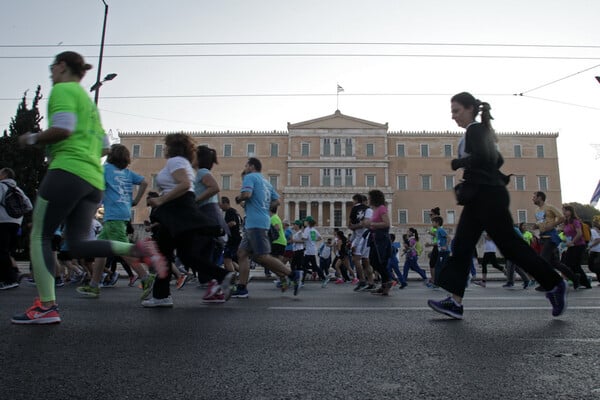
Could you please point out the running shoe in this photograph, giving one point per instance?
(217, 297)
(359, 286)
(181, 281)
(5, 286)
(154, 302)
(37, 314)
(152, 257)
(447, 307)
(132, 280)
(298, 281)
(89, 291)
(113, 279)
(147, 286)
(226, 285)
(558, 298)
(240, 293)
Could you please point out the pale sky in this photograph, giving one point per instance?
(411, 89)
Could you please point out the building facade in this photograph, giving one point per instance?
(319, 164)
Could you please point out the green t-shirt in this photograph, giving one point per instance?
(80, 153)
(275, 220)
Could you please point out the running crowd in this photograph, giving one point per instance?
(196, 234)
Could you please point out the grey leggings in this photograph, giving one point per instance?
(65, 197)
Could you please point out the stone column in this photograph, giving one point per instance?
(320, 212)
(332, 214)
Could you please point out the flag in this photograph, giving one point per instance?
(596, 195)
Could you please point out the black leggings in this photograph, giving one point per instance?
(195, 251)
(489, 211)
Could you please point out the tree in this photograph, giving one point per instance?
(584, 211)
(29, 163)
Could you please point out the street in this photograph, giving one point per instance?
(329, 343)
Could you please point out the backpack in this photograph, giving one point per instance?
(419, 248)
(587, 232)
(15, 202)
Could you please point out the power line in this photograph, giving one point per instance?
(439, 44)
(558, 80)
(325, 55)
(225, 95)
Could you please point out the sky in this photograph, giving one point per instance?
(240, 65)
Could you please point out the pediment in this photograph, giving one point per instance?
(337, 120)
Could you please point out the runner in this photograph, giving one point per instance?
(485, 198)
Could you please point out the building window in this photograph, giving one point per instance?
(326, 147)
(337, 177)
(540, 150)
(304, 180)
(349, 177)
(337, 147)
(274, 181)
(349, 148)
(337, 216)
(519, 182)
(447, 150)
(426, 182)
(326, 177)
(158, 153)
(402, 182)
(370, 180)
(518, 151)
(521, 216)
(449, 182)
(403, 217)
(450, 217)
(426, 217)
(227, 150)
(226, 182)
(305, 149)
(400, 150)
(543, 183)
(251, 150)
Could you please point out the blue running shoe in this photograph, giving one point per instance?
(558, 298)
(447, 307)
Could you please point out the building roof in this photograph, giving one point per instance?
(337, 120)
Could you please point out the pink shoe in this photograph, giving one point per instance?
(150, 256)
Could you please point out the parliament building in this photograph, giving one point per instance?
(318, 165)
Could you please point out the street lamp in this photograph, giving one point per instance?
(98, 83)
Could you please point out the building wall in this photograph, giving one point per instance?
(374, 156)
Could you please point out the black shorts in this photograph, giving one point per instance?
(277, 249)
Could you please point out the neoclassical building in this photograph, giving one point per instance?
(319, 164)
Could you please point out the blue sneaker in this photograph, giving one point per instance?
(298, 281)
(558, 298)
(447, 307)
(239, 293)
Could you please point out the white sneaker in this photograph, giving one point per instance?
(153, 302)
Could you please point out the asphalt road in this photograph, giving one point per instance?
(327, 343)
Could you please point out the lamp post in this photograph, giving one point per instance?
(96, 86)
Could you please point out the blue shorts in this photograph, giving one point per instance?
(256, 241)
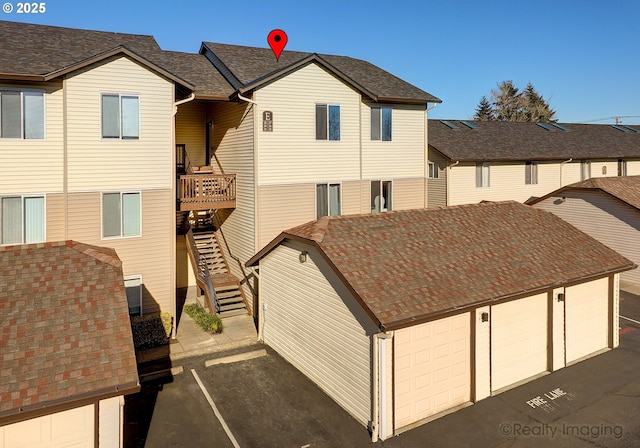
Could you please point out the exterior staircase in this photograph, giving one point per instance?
(229, 295)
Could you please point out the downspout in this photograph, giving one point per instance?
(561, 164)
(448, 180)
(426, 153)
(174, 310)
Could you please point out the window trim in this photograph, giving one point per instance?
(121, 137)
(379, 137)
(531, 171)
(134, 277)
(381, 181)
(328, 202)
(327, 105)
(22, 198)
(622, 167)
(480, 166)
(22, 123)
(121, 236)
(432, 170)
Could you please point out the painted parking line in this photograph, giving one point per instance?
(630, 320)
(215, 410)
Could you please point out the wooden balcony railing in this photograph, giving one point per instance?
(206, 191)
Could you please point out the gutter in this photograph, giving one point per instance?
(403, 323)
(63, 404)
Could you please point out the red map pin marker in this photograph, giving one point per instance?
(277, 40)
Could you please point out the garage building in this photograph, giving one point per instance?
(405, 316)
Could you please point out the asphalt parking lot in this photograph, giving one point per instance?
(265, 402)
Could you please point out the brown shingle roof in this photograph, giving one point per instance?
(30, 50)
(625, 188)
(406, 266)
(511, 141)
(65, 326)
(248, 66)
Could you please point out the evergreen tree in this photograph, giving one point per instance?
(508, 103)
(484, 111)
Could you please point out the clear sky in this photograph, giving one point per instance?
(583, 56)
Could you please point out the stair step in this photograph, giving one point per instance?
(238, 300)
(233, 306)
(227, 295)
(233, 313)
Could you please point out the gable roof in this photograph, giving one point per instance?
(513, 141)
(624, 188)
(248, 68)
(65, 325)
(426, 263)
(42, 52)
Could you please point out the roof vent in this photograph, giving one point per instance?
(620, 128)
(469, 124)
(545, 126)
(448, 123)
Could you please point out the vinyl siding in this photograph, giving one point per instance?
(507, 182)
(437, 188)
(54, 204)
(482, 347)
(291, 152)
(316, 324)
(282, 207)
(606, 219)
(36, 166)
(403, 156)
(150, 255)
(233, 143)
(191, 121)
(408, 194)
(97, 164)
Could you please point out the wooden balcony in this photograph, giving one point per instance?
(206, 191)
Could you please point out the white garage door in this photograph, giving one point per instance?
(70, 429)
(518, 340)
(432, 368)
(586, 318)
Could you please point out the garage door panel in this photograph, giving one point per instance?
(518, 340)
(586, 318)
(432, 369)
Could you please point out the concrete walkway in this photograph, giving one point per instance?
(191, 340)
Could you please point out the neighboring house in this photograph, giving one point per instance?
(66, 349)
(608, 209)
(473, 161)
(88, 148)
(306, 136)
(401, 317)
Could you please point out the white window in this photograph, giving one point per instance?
(23, 219)
(531, 173)
(120, 116)
(381, 123)
(327, 200)
(121, 214)
(21, 114)
(433, 171)
(380, 196)
(482, 174)
(133, 287)
(585, 170)
(327, 122)
(622, 167)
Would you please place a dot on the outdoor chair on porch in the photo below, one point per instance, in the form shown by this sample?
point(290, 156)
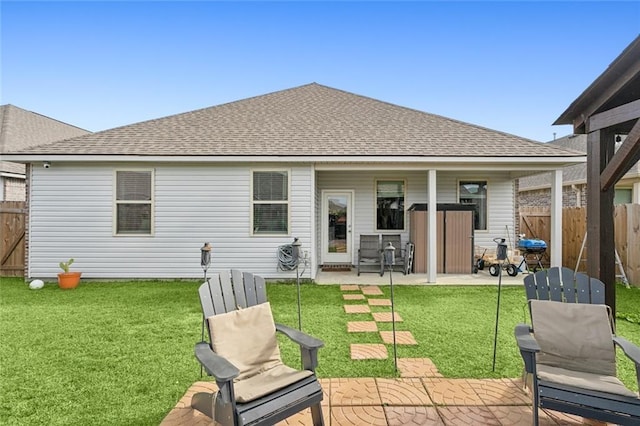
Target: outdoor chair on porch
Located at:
point(403, 257)
point(569, 349)
point(369, 255)
point(255, 387)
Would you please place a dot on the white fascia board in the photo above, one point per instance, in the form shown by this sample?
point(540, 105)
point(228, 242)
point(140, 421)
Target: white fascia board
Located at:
point(12, 175)
point(322, 162)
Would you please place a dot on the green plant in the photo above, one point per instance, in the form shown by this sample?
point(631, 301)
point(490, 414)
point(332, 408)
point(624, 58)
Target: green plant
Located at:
point(65, 265)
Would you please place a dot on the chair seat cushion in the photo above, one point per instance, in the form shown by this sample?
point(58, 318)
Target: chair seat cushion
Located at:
point(247, 339)
point(268, 381)
point(581, 379)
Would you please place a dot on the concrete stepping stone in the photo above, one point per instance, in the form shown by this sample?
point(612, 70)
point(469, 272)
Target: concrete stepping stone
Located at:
point(386, 316)
point(417, 367)
point(349, 287)
point(361, 326)
point(379, 302)
point(403, 392)
point(402, 338)
point(368, 351)
point(371, 290)
point(353, 296)
point(357, 309)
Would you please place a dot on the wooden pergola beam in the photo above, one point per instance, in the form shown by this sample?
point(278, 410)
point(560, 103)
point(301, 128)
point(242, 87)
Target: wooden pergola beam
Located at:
point(626, 156)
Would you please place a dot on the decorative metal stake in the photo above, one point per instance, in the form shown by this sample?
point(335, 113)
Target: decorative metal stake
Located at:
point(501, 254)
point(295, 254)
point(205, 259)
point(390, 260)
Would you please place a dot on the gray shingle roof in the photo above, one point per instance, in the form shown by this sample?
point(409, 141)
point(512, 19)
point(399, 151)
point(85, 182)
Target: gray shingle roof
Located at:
point(310, 120)
point(21, 129)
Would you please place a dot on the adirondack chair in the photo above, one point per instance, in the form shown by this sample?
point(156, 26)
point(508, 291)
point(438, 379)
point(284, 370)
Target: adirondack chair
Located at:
point(563, 285)
point(369, 254)
point(403, 258)
point(569, 349)
point(255, 387)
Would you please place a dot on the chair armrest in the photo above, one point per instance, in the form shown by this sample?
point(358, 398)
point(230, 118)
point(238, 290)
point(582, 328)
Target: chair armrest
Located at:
point(302, 339)
point(629, 349)
point(526, 342)
point(528, 347)
point(214, 364)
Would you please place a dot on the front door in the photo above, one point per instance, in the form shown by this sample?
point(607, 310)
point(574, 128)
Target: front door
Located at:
point(336, 226)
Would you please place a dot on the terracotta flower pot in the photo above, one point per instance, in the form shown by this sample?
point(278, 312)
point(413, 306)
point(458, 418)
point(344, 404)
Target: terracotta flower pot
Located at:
point(67, 280)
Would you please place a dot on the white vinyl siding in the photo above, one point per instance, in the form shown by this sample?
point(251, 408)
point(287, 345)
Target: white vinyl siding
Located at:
point(72, 209)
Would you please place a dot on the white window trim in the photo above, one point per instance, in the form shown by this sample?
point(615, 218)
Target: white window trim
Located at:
point(287, 202)
point(114, 225)
point(482, 231)
point(375, 205)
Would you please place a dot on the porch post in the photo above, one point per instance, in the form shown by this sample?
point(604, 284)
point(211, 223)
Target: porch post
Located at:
point(556, 218)
point(432, 248)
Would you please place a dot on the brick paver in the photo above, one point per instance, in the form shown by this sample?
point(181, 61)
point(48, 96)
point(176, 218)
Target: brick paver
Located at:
point(402, 338)
point(413, 416)
point(451, 392)
point(466, 415)
point(358, 416)
point(362, 391)
point(403, 392)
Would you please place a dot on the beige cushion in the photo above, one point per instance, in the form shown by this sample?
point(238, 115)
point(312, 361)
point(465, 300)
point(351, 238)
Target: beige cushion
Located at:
point(584, 380)
point(574, 336)
point(247, 339)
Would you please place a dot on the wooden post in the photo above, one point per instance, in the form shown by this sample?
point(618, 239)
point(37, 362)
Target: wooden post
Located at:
point(600, 230)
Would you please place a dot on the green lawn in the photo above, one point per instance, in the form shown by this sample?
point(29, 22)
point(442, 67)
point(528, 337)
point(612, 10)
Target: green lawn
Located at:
point(122, 353)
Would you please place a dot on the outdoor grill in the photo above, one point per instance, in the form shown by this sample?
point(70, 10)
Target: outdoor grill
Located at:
point(532, 250)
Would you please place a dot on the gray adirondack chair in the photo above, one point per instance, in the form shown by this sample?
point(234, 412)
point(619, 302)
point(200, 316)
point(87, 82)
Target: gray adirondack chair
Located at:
point(569, 349)
point(369, 254)
point(255, 388)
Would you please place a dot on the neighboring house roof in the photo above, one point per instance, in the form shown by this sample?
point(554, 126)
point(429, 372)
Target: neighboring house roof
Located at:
point(310, 120)
point(575, 174)
point(21, 129)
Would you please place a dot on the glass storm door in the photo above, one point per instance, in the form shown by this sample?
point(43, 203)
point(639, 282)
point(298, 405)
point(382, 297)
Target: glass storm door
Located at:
point(336, 227)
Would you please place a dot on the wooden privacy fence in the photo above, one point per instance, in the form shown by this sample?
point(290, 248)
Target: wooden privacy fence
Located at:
point(536, 223)
point(12, 246)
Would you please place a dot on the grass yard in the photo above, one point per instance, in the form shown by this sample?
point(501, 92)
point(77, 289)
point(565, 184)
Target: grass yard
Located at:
point(122, 353)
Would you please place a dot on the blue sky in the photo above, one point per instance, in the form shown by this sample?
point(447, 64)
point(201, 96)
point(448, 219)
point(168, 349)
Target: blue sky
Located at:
point(510, 66)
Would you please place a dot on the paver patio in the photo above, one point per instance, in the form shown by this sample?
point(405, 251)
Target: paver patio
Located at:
point(421, 396)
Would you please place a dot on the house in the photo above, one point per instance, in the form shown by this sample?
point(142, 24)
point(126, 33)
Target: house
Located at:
point(20, 129)
point(534, 191)
point(248, 176)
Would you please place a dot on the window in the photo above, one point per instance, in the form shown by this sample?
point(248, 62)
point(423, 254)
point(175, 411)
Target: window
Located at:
point(389, 205)
point(270, 202)
point(134, 202)
point(475, 192)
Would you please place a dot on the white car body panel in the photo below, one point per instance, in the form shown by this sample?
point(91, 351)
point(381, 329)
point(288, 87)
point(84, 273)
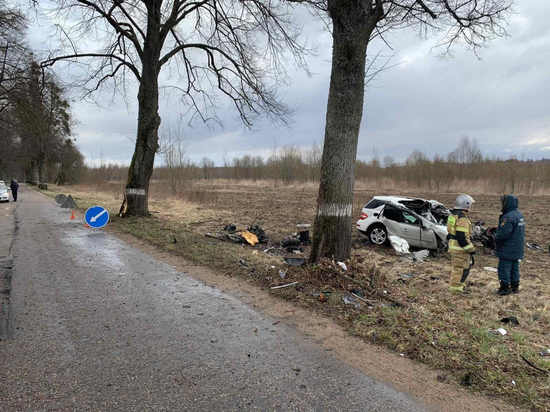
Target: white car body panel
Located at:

--- Prompt ---
Take exactly the lines from the one containing "point(278, 312)" through the one containing "Target: brick paver" in the data above, and output them with nothing added.

--- Result for this task ---
point(278, 312)
point(413, 306)
point(458, 418)
point(344, 404)
Target: terracotta flower pot
Located at:
point(67, 280)
Would you please place a dot on the white vinyl siding in the photo above, one point per instance, in the form shown by this sample?
point(251, 408)
point(287, 345)
Target: white vinyl siding
Located at:
point(72, 209)
Would you please place a dot on the white window trim in the photo above, one point per instance, in the form shown by this sample?
point(615, 218)
Target: white window trim
Located at:
point(287, 202)
point(114, 225)
point(482, 231)
point(375, 205)
Would you please place a dot on the porch post in the photo above, one point per instance, in the form shown by this sample?
point(604, 284)
point(211, 223)
Target: porch post
Located at:
point(556, 218)
point(432, 248)
Would you please place a dot on the brick paver in the photo above, one point per instance, in the form shown by this sample?
point(181, 61)
point(48, 96)
point(176, 218)
Target: brick paver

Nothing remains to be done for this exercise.